### Instructions to follow
Resume the passage below on finding an NFL starting quarterback, continuing from its last sentence.

### Reading passage
------------------------

Yes, there is a long list of guys who were given opportunity and millions based on a small sample, but Garoppolo seems different because he’s studied under one of the best ever and soaked in a winning culture for three years. But the same could be said for Brock Osweiler, who was a major flop in his first season with the Houston Texans.
The drawback is the price tag. It could be steep and many experts believe it will start at a first-round pick.
It’s really hard to find a competent starting quarterback on the free agent market simply because the good ones rarely become available. Drew Brees is the best quarterback ever to hit the market, and don’t think the
San Diego Los Angeles Chargers aren’t still kicking themselves for letting him go. Save it Philip Rivers defenders, you know I’m right.
This year’s free agent crop features few intriguing names.

------------------------

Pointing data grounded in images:
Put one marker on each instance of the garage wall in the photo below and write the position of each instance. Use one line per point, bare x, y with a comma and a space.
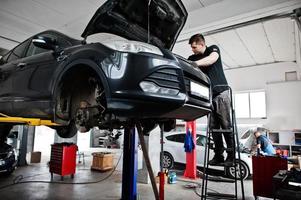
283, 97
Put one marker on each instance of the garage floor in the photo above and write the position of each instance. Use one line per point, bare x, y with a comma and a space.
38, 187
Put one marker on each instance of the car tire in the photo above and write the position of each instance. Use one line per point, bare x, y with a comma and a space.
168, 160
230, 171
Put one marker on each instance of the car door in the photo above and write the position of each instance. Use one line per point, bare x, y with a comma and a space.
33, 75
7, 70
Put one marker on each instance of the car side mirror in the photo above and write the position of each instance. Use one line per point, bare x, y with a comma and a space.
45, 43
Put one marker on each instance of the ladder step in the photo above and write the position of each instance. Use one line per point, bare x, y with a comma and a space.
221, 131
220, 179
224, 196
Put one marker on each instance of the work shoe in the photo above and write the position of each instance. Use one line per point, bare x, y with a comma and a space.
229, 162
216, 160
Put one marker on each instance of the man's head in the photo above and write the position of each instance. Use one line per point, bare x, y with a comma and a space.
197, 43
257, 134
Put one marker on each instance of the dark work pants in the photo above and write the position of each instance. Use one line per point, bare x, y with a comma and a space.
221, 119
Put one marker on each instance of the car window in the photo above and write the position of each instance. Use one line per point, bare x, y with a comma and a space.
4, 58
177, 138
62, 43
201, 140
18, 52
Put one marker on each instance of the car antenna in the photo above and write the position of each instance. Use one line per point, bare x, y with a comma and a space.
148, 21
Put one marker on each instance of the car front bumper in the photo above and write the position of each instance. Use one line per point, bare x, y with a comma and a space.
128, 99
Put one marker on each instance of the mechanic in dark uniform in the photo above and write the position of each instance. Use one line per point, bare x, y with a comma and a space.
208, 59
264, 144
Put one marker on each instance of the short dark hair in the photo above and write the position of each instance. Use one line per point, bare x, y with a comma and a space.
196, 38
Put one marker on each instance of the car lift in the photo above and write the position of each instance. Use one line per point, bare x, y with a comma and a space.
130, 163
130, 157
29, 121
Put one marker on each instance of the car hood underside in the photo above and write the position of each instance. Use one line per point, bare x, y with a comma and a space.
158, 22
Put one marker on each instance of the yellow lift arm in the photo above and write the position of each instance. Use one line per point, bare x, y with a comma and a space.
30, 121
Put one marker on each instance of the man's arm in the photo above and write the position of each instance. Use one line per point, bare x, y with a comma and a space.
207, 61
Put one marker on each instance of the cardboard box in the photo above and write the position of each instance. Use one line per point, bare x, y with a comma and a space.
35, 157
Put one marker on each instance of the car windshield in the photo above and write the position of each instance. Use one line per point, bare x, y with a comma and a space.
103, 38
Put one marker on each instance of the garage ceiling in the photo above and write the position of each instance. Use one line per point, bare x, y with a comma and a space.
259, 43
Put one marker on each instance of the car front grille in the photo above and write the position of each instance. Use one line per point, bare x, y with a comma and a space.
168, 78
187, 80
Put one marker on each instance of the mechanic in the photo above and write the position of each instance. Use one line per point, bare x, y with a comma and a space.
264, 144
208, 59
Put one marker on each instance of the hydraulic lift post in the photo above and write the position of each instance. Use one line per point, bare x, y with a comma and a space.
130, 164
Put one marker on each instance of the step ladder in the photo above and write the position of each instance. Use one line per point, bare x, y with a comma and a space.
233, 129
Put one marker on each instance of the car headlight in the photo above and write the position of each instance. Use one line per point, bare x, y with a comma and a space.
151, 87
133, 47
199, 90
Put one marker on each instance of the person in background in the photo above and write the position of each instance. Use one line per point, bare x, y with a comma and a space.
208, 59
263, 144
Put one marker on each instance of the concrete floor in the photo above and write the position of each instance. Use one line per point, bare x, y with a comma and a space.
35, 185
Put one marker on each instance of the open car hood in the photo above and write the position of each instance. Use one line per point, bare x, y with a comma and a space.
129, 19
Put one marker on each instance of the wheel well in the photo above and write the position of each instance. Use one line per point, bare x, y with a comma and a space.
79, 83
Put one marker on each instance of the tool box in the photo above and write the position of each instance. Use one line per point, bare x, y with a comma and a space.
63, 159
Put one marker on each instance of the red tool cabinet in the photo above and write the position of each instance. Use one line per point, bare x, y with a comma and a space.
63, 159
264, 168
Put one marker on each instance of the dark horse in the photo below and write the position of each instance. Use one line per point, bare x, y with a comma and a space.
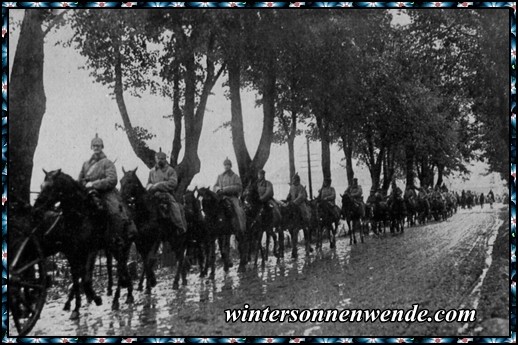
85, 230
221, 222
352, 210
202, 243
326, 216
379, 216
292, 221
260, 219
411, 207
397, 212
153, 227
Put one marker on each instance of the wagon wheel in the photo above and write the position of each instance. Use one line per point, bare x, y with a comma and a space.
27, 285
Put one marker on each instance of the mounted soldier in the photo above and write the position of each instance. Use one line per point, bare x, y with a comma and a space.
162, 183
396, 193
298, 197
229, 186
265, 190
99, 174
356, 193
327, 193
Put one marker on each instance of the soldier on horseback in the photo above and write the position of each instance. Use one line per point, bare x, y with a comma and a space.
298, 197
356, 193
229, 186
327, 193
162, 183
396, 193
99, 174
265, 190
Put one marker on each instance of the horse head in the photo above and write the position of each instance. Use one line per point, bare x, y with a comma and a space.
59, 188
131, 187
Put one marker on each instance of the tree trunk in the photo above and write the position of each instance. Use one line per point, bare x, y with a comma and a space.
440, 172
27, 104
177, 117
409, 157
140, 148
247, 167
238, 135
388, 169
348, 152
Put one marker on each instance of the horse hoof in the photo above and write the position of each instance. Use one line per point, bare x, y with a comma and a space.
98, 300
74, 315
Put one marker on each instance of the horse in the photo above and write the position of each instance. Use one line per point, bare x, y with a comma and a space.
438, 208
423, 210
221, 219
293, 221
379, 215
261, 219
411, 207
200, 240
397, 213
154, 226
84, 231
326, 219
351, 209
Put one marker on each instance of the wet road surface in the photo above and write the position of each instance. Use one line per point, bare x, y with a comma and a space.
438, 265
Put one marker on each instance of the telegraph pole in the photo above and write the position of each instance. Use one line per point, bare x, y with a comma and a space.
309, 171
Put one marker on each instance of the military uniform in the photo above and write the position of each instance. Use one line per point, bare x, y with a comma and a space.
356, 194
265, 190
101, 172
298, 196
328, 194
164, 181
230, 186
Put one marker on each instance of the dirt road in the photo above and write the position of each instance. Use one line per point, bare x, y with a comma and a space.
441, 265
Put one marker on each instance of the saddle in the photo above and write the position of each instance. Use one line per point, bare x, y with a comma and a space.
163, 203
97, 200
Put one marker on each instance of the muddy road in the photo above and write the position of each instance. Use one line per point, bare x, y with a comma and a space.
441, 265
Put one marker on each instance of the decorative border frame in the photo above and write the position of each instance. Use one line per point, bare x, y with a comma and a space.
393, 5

------------------------

### Task answer
Kirk Cousins has been a good-one-week, bad-the-next mystery during his time in Washington. He is great at creating sayings that go viral and can be spun into t-shirts, but he hasn’t done enough to convince folks in D.C. he’s the long-term answer at the position. Throwing two key second-half interceptions in a win-or-go-home Week 17 game against the Giants didn’t help, either. His head coach, Jay Gruden, still believes in him, so it’s possible the Redskins opt not to roll the dice on someone else considering Cousins has at least led them to the playoffs once in the last two seasons.
The rest of the crop…no thanks.
Ryan Fitzpatrick has local ties. He played his high school ball at Highland in Gilbert before attending Yale and embarking on an NFL journey that has seen him wear six different uniforms in 12 seasons. And only Eli Manning and Rivers have thrown more picks than him since 2011 — even though he has 700 less attempts than either of them in that span. Pass.
Case Keenum? No. E.J. Manuel. Nope. Brian Hoyer? Been there, done that. Geno Smith? Egads!
There’s one name that could pique interest and that’s Tampa Bay’s Mike Glennon. The 27-year-old was the Bucs’ starter once upon a time, and he wasn’t awful. In 18 starts over the 2013 and 2014 seasons, Glennon threw 29 touchdown passes and only 15 picks. He was sub-60 percent on completions over that span, but considering the Bucs weren’t winning a whole lot of games, that’s understandable.
After a 2-14 season during which he split time with Josh McCown, the Buccaneers got the first pick in the 2015 draft and used it on Florida State’s Jameis Winston, effectively ending Glennon’s usefulness in central Florida. He’s taken only 15 snaps over the last two seasons in a relief role.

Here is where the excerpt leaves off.